• [WHAT TO WORK ON]: How many lines in the records below contain the string "book"? Reply with the number alone.

• [RECORDS SHOWN]:
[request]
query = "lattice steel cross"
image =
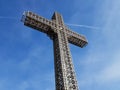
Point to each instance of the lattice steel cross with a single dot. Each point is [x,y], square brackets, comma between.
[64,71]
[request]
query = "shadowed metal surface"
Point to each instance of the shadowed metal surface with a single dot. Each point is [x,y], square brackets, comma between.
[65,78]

---

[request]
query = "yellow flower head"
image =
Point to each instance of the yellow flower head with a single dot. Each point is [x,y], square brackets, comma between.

---

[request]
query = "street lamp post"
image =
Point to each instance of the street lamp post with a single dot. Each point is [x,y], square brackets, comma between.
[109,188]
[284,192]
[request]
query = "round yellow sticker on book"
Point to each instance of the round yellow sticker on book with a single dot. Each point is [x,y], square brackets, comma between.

• [RESPONSE BELOW]: 2